**Brief:**
Format every line of the entries below as a JSON list of strings, one string per line, leaving out blank lines. Omit the pictures from your answer.

Extracted data entries
## BEGIN

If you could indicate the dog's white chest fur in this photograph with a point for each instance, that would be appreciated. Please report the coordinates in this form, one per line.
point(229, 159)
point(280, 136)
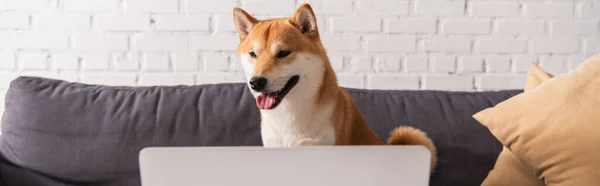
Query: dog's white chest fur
point(287, 128)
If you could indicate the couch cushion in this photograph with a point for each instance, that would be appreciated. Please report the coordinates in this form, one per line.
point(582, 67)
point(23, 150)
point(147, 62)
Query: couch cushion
point(554, 128)
point(78, 134)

## END

**The completed task:**
[
  "If you could indicate the dog's white chest fur in this photograph with a point for each instance, that would be appreciated. Please report the coordinates in this form, one per line.",
  "point(229, 159)",
  "point(280, 136)",
  "Query: dog's white chest fur",
  "point(287, 128)",
  "If you could indicate the couch cushion in this photograph with a point for each instance, that would be appreciated. Please report the coordinates in this form, one per line.",
  "point(582, 67)",
  "point(23, 150)",
  "point(147, 62)",
  "Query: couch cushion",
  "point(554, 128)",
  "point(78, 134)"
]